- Dataset records -
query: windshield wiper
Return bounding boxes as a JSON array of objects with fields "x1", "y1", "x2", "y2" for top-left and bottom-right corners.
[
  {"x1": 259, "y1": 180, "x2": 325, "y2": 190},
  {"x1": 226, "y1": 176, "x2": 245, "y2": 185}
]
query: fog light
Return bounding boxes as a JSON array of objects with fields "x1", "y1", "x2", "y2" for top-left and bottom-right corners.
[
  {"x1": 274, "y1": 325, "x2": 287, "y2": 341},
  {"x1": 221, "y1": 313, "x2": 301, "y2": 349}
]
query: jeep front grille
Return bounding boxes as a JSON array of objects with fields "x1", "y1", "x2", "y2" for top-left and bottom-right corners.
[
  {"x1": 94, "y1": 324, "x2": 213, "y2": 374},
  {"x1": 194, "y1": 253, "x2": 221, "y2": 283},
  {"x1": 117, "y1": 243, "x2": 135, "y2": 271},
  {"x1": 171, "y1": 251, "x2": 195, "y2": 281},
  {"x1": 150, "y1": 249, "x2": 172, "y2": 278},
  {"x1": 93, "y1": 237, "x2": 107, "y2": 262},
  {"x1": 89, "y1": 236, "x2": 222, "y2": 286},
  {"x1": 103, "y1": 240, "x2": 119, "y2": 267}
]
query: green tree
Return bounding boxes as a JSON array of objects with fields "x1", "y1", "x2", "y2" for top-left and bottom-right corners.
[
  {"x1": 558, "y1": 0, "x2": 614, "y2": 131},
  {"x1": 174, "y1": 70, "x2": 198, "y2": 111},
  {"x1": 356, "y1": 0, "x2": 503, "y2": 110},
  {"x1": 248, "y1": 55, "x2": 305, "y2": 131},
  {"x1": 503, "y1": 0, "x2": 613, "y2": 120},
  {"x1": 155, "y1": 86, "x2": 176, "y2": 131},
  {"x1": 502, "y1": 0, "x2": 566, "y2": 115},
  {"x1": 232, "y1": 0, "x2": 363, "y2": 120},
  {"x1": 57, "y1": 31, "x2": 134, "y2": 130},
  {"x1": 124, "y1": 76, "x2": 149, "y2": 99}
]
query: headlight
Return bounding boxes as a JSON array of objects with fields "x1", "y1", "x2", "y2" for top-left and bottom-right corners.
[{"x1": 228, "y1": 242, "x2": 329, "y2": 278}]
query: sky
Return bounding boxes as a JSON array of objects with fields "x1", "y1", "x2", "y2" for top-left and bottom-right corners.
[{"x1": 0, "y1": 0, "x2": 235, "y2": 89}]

- Work to be completed -
Every line in the records has to be written out again exactly.

- Exercise result -
query: windshield wiper
Return bounding boxes as a JSON array of objects with fields "x1", "y1", "x2", "y2" for top-left and bottom-right corners.
[
  {"x1": 259, "y1": 180, "x2": 325, "y2": 190},
  {"x1": 226, "y1": 176, "x2": 245, "y2": 185}
]
query: fog light
Return bounding boxes as a JSON array of objects with fields "x1", "y1", "x2", "y2" for top-left and bottom-right corners.
[
  {"x1": 274, "y1": 325, "x2": 287, "y2": 341},
  {"x1": 221, "y1": 313, "x2": 301, "y2": 349}
]
query: jeep front grille
Return bounding boxes as a JSON array of objects with fields "x1", "y1", "x2", "y2" for top-left and bottom-right corners.
[
  {"x1": 94, "y1": 324, "x2": 213, "y2": 374},
  {"x1": 194, "y1": 253, "x2": 221, "y2": 283},
  {"x1": 117, "y1": 243, "x2": 135, "y2": 271},
  {"x1": 171, "y1": 251, "x2": 195, "y2": 281},
  {"x1": 150, "y1": 249, "x2": 172, "y2": 278},
  {"x1": 93, "y1": 237, "x2": 107, "y2": 262},
  {"x1": 89, "y1": 236, "x2": 222, "y2": 286},
  {"x1": 103, "y1": 240, "x2": 119, "y2": 267}
]
query: green tree
Return bounding boxes as a JSON array of objects with fields "x1", "y1", "x2", "y2" for top-left and bottom-right corners.
[
  {"x1": 558, "y1": 0, "x2": 614, "y2": 131},
  {"x1": 174, "y1": 70, "x2": 198, "y2": 111},
  {"x1": 356, "y1": 0, "x2": 503, "y2": 110},
  {"x1": 248, "y1": 55, "x2": 305, "y2": 131},
  {"x1": 503, "y1": 0, "x2": 613, "y2": 120},
  {"x1": 155, "y1": 86, "x2": 176, "y2": 131},
  {"x1": 502, "y1": 0, "x2": 566, "y2": 115},
  {"x1": 232, "y1": 0, "x2": 363, "y2": 120},
  {"x1": 57, "y1": 31, "x2": 134, "y2": 130},
  {"x1": 124, "y1": 76, "x2": 149, "y2": 99}
]
query: headlight
Return bounding boxes as a JSON array of objects with fields "x1", "y1", "x2", "y2" for top-left and bottom-right corners.
[{"x1": 228, "y1": 242, "x2": 329, "y2": 278}]
query: sky
Return bounding boxes as a JSON array of objects with fields "x1", "y1", "x2", "y2" for top-left and bottom-right corners.
[{"x1": 0, "y1": 0, "x2": 235, "y2": 89}]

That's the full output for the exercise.